Saved data entries
^^^^^^^^^^^^^^^^

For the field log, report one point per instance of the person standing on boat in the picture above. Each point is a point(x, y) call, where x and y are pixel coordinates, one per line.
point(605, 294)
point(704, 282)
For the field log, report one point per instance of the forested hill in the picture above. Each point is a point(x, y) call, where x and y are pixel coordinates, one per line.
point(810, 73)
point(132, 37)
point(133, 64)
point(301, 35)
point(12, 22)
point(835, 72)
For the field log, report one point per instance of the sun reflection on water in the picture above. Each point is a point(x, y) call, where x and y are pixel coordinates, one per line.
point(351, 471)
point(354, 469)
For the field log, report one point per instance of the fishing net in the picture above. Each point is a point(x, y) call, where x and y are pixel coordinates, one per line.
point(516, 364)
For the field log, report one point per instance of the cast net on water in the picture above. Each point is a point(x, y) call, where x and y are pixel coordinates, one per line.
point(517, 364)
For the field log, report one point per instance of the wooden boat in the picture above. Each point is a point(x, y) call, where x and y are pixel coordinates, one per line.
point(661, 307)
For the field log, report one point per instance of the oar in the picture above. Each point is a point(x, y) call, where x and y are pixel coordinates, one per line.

^^^^^^^^^^^^^^^^

Directions for this task >>
Return the entire listing above word for word, keeping every line unchanged and in its original order.

Final result >>
For the field log, report one point per instance of the person standing on boat in the picture above. Each point is a point(x, y) call, where x and y are pixel coordinates, one per line.
point(605, 294)
point(704, 282)
For the field log, report one point per instance of the forested hill in the picture above. Each point is a point(x, y) call, where x and y are pixel coordinates, one per line.
point(810, 73)
point(132, 37)
point(133, 64)
point(301, 35)
point(12, 22)
point(835, 72)
For the field log, report one point per instance of the sun reflection on water in the picture above. Each point is a point(x, y) call, where x and y are pixel coordinates, one per line.
point(351, 471)
point(354, 469)
For the field log, report one point per instance of the fishing net in the picture above. Each point is a point(x, y) call, where x and y are pixel coordinates, one per line.
point(516, 364)
For the field log, report one point per instance of the cast net on water in the picture above. Each point is a point(x, y) call, where x and y are pixel coordinates, one per line.
point(517, 364)
For the field log, report one point per instance of the wooden boat in the picture above. Each point is a point(x, y) call, where x and y are pixel coordinates, one per line.
point(661, 307)
For the field log, report one point per instance of the oar in the picture above. Each point is a point(x, y) call, where x and y are pixel coordinates, one per line.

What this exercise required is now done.